Rows
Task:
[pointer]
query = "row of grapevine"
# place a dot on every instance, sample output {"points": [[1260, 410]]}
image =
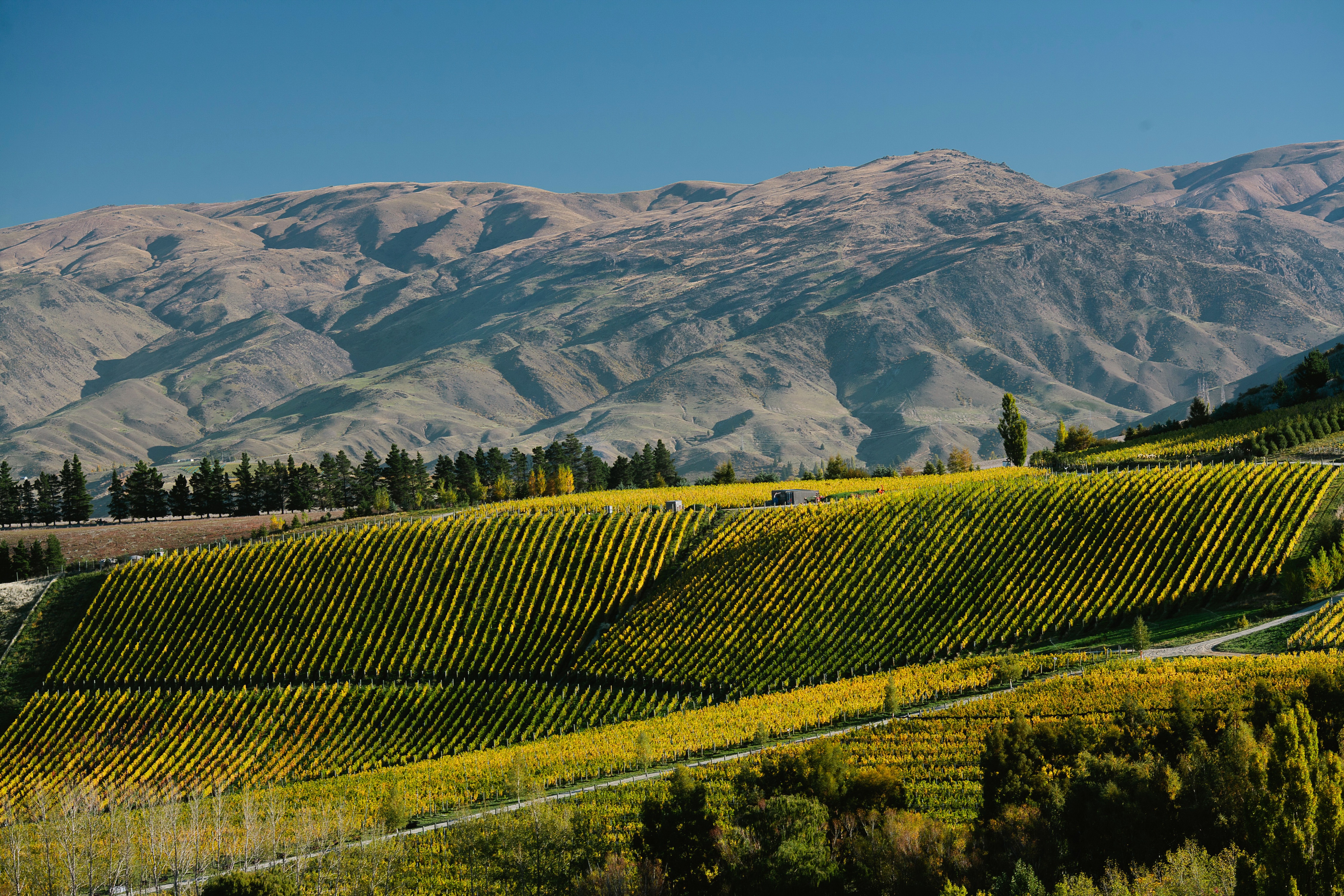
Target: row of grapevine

Exercise objective
Reproduce the data above line for line, without changing any characters, and omit the image itself.

Response for this exercise
Task:
[pointer]
query = "row of grapevine"
# place a dot on every instance, sample output {"points": [[1260, 410]]}
image =
Target: row of grapevine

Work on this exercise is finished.